Task list:
(a) Answer these questions using the documentation excerpt, one answer per line, marked the same way.
(i) What is the default value of numeric_agg?
(ii) What happens to feature_id_var in the output when keep_id_col is False?
(iii) Which error is raised if feature_id_var is not present in the DataFrame?
(b) In the documentation excerpt, rewrite the paragraph beginning "DataFrame with resolved matches" as a short bulleted list that keeps its main facts.

Resolve many-to-1 and 1-to-many matches in matched data.

Parameters:
  • matched_data (pd.DataFrame) – DataFrame containing matched data with columns: - feature_id_var: identifier column (e.g. feature_id) - index_col: index column (e.g. s_id) - other columns: data columns to be aggregated

  • feature_id_var (str, default="feature_id") – Name of the identifier column

  • index_col (str, default="s_id") – Name of the column to use as index

  • numeric_agg (str, default="weighted_mean") – Method to aggregate numeric columns: - “weighted_mean”: weighted by inverse of feature_id frequency (default) - “mean”: simple arithmetic mean - “first”: first value after sorting by feature_id_var (requires feature_id_var) - “max”: maximum value

  • keep_id_col (bool, default=True) – Whether to keep and rollup the feature_id_var in the output. If False, feature_id_var will be dropped from the output.

Returns:

DataFrame with resolved matches: - Many-to-1: numeric columns are aggregated using specified method - 1-to-many: adds a count column showing number of matches - Index is set to index_col and named accordingly

Return type:

pd.DataFrame

Raises:
  • KeyError – If feature_id_var is not present in the DataFrame

  • TypeError – If DataFrame contains unsupported data types (boolean or datetime)

Data excerpts:

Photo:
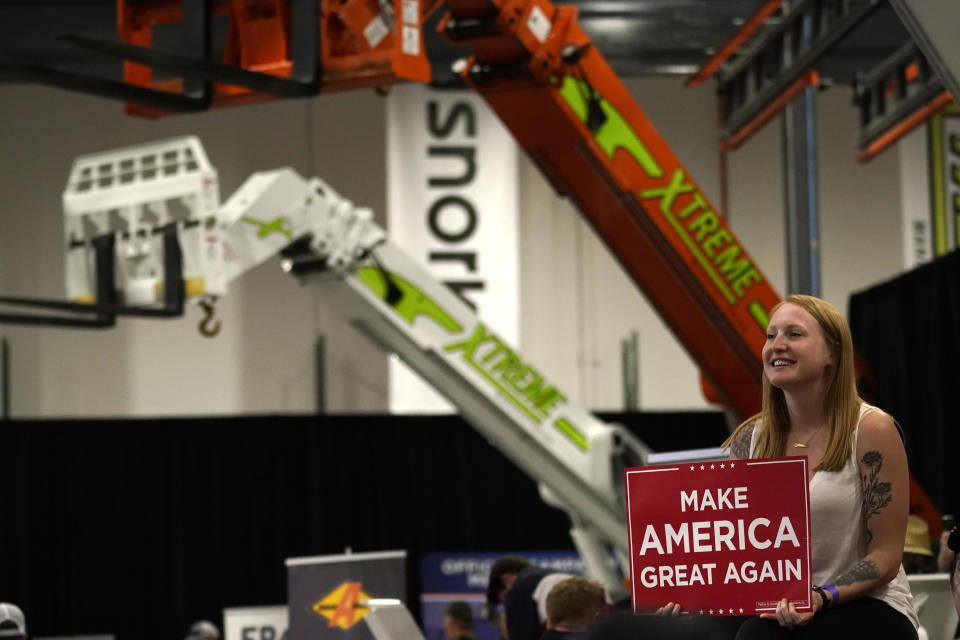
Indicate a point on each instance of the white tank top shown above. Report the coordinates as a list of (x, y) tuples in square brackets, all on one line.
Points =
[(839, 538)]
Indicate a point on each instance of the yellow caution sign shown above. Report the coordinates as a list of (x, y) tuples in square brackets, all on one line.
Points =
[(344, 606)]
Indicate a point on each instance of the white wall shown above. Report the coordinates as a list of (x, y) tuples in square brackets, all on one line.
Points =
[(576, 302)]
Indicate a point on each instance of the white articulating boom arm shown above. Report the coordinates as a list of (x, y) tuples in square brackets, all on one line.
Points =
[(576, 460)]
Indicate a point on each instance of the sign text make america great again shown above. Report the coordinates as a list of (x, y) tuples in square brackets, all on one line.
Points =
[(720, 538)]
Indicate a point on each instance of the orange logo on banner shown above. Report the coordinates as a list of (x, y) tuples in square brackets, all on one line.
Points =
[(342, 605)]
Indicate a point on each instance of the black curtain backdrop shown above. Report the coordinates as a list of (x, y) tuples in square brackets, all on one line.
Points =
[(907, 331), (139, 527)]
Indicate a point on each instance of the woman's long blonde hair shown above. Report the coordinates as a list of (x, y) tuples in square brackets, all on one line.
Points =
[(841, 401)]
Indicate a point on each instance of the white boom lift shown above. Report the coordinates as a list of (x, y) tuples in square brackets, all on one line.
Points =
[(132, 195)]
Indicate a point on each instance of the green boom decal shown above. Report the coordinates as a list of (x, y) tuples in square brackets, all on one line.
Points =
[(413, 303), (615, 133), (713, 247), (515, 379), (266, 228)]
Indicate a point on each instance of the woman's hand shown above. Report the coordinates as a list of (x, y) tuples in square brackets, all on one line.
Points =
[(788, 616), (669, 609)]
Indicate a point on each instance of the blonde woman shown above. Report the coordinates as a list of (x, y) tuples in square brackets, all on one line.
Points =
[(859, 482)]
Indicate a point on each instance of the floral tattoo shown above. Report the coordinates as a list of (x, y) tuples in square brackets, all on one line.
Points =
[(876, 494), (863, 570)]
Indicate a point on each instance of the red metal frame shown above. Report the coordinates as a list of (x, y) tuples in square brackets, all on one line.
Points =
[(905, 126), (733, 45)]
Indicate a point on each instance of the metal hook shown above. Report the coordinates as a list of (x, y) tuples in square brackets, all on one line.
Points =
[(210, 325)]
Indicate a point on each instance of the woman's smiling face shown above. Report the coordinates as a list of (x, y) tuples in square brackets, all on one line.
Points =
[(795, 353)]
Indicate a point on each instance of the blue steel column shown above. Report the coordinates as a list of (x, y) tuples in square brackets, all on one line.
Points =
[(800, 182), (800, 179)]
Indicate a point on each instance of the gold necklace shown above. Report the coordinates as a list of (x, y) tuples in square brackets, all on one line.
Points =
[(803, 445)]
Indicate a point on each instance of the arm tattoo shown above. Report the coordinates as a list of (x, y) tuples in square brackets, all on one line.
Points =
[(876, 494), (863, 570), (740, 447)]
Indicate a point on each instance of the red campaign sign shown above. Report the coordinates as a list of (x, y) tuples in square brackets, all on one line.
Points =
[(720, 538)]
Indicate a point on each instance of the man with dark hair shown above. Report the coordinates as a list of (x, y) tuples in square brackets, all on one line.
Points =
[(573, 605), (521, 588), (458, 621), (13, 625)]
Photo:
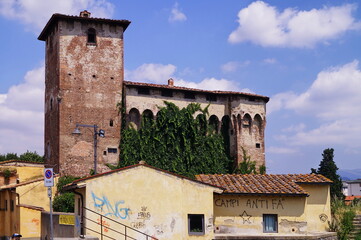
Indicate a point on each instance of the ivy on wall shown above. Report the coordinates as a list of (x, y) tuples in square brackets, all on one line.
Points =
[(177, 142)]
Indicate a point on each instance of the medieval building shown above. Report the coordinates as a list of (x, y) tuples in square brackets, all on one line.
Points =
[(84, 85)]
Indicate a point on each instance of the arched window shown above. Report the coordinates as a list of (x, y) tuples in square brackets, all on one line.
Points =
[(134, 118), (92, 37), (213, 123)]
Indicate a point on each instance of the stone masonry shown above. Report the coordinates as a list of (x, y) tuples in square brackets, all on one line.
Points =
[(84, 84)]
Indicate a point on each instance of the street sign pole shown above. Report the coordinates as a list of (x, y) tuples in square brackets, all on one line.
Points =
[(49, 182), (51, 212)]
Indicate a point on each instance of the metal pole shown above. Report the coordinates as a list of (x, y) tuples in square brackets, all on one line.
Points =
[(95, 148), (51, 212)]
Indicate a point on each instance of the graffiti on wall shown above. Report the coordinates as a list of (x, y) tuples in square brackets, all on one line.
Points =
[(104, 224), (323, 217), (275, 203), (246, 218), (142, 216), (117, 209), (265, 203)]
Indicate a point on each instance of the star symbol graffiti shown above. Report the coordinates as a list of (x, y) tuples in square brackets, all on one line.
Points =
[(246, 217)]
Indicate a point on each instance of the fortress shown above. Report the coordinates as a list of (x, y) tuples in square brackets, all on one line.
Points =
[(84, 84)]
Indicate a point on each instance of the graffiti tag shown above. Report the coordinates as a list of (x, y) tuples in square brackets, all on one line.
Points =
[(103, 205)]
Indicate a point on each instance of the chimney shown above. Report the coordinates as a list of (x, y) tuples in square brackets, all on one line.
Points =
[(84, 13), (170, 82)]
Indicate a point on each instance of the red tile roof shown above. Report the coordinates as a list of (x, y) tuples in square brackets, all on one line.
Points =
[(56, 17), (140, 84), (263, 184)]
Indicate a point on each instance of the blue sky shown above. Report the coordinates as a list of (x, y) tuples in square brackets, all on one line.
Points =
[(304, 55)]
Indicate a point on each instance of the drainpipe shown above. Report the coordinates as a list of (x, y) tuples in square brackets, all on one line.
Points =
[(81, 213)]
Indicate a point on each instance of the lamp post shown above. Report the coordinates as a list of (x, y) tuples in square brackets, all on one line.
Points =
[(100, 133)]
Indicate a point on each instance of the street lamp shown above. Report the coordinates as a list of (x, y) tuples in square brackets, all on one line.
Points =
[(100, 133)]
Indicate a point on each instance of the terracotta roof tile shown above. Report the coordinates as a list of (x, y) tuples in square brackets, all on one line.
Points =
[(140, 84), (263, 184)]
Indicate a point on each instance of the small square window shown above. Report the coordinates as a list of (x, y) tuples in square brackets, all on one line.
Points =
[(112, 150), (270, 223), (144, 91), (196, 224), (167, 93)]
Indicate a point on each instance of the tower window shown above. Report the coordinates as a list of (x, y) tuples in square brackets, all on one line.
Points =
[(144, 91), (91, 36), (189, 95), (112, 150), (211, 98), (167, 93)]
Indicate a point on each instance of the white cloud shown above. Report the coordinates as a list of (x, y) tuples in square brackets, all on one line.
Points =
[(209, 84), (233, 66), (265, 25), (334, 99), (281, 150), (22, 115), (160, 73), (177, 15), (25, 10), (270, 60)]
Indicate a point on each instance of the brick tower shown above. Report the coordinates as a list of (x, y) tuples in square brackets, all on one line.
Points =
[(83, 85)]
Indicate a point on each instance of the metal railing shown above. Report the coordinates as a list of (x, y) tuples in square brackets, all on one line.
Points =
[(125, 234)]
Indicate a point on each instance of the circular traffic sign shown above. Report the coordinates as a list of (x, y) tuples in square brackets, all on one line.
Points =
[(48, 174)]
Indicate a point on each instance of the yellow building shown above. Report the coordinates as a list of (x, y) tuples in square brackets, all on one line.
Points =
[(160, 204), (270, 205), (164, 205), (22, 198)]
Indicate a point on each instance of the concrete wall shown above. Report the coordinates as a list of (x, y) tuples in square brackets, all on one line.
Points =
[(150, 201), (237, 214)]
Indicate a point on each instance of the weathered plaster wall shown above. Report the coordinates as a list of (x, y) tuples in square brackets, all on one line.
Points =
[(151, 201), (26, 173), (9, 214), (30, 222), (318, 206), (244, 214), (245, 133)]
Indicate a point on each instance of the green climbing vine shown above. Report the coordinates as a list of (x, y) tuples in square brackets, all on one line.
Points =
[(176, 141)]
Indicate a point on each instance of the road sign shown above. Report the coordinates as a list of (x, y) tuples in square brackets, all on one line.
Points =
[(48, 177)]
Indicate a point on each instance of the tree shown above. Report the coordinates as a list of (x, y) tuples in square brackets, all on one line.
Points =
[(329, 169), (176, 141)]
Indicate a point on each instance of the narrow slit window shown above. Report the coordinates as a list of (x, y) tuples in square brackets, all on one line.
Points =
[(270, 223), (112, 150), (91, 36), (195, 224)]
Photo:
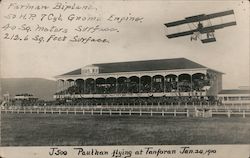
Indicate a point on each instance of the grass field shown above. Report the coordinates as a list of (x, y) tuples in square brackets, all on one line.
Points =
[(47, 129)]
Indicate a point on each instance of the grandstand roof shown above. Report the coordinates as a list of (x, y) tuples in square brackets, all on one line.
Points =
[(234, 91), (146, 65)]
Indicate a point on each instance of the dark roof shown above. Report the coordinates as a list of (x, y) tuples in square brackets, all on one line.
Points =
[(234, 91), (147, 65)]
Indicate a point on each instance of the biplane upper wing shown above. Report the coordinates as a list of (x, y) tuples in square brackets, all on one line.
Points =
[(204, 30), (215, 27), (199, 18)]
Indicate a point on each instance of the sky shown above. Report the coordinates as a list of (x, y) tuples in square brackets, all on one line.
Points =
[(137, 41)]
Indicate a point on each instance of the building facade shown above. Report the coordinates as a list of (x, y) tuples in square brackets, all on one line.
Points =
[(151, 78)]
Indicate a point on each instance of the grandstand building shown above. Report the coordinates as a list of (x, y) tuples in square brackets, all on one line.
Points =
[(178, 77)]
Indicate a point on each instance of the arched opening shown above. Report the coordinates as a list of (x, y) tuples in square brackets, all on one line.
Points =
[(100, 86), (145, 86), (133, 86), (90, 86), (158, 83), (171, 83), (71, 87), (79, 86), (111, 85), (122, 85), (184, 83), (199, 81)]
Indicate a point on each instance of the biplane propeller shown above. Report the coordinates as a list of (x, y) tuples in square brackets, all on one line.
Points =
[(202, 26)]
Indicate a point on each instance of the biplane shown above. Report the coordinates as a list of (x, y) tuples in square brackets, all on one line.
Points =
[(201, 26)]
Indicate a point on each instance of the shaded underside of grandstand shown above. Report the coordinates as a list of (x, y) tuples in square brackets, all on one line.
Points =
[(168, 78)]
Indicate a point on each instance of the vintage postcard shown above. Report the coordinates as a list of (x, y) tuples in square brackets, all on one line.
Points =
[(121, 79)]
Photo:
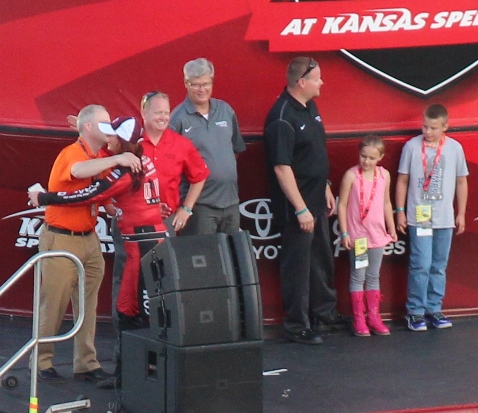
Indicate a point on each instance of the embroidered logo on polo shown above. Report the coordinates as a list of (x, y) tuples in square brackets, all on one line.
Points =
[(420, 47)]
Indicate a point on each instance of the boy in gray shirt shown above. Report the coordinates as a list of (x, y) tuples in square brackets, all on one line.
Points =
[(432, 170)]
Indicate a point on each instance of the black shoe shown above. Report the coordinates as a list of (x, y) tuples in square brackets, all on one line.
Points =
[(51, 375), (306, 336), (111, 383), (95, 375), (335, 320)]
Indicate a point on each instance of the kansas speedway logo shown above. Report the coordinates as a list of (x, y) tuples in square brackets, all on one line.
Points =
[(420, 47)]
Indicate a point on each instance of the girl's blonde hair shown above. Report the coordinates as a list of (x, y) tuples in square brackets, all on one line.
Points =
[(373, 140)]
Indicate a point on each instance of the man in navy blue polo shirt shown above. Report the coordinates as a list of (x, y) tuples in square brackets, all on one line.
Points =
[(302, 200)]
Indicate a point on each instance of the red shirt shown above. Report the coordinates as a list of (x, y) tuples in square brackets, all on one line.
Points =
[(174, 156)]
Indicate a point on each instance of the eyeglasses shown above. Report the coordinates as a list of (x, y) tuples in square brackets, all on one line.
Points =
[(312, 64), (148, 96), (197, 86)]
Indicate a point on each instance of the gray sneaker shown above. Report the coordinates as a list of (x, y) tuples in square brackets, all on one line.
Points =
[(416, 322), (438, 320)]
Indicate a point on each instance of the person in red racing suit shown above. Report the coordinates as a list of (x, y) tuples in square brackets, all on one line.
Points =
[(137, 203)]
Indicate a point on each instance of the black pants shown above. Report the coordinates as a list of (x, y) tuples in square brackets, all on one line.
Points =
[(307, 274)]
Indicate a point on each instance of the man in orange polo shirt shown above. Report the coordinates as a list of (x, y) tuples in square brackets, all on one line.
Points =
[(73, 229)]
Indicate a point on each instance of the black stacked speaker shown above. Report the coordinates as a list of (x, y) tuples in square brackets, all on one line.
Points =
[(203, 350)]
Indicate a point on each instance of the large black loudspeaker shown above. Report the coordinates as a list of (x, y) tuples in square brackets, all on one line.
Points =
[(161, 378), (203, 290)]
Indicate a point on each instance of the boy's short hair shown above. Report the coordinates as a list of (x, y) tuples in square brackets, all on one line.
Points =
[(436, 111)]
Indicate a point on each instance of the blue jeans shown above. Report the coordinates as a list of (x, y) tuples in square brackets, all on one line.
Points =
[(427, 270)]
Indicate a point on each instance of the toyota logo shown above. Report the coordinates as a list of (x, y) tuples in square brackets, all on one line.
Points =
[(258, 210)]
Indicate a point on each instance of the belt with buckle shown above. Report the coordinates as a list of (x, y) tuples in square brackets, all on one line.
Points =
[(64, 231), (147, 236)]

Task-by-task results:
(a)
(i) "weighted_mean"
(ii) It is dropped from the output.
(iii) KeyError

(b)
Returns a DataFrame with resolved matches:
- Many-to-1: numeric columns are aggregated with the specified method.
- 1-to-many: a count column shows the number of matches.
- The index is set to index_col and named accordingly.